Instructions for the task>
Write the data out again, character for character, with no images.

Recorded information>
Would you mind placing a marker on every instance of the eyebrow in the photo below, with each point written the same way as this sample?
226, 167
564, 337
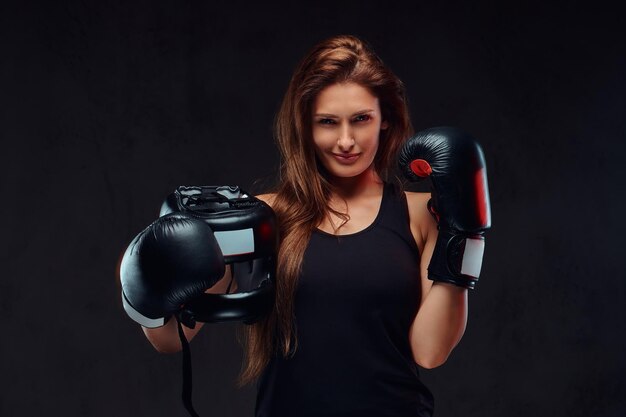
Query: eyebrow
353, 114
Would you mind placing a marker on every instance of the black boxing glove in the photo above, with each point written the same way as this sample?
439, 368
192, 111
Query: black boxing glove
172, 261
455, 164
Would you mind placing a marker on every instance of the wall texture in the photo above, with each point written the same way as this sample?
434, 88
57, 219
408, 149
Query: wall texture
107, 106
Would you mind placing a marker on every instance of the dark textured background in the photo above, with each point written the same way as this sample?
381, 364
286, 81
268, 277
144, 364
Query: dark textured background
107, 106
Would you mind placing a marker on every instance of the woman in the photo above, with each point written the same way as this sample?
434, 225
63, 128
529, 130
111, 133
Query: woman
355, 312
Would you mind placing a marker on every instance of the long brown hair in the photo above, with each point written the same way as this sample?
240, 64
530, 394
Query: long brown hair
302, 196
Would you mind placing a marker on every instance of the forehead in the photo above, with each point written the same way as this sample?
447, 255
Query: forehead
345, 98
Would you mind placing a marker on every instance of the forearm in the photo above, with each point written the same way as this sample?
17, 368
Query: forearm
439, 324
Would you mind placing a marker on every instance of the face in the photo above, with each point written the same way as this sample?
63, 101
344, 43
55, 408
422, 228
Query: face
346, 127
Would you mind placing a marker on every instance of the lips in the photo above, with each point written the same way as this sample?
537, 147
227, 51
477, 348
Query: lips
346, 158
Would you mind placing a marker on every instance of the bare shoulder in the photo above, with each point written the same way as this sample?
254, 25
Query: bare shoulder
267, 198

Completed exercise>
Would you mind placing a marker on every instance of the eyebrow in the photo below, with each point written the same way as this sample?
226, 167
564, 337
Query: eyebrow
353, 114
Would you mind placing a marker on every instance of the black boxing glove in the photo above, with each point written the same way as this sample?
439, 368
192, 111
Query: black boxing glove
172, 261
455, 164
Would you mind placing a marker on every instance of the wall texture in the photo above, with each point written the same way as this sample?
434, 88
57, 219
408, 149
Query: wall texture
107, 106
Would you mind placing a marker on every instance of the dark textured background in the photo above, with each point written the same way as this sample?
381, 364
286, 81
268, 277
144, 364
Query: dark textured background
107, 106
Would you mind placing a marker on every instance of the woman in the photo above, with each point written the same way as this sample?
434, 225
63, 128
529, 130
111, 133
Query: woman
355, 312
Would you mind placing a marker on every instance of the long brown hair in the photo above, with each point written the same way as this sample?
240, 64
530, 394
Query: long brown hair
302, 196
Would you mind placing a marker on every instance of the forehead in the photo above, with each point written the same way as this sample?
447, 255
Query: forehead
345, 98
Would you mind placing a marker on every instance of the forearm in the photo above, with each point written the same way as this sample?
17, 368
Query: forearm
439, 324
Would you mind placing a marker on every instance of the face in the photo above, with each point written the same way as this sample?
63, 101
344, 43
55, 408
422, 228
Query: face
346, 127
Would you mind placing a marker on every instance of the lips in the photo above, with each point written the same way as this sample?
537, 147
227, 51
477, 348
Query: lips
346, 158
Would you mind placing a marker on every instance of the bare shoulder in the photo above, with each point written the same way as this sample?
254, 25
Query: bare shoulder
267, 198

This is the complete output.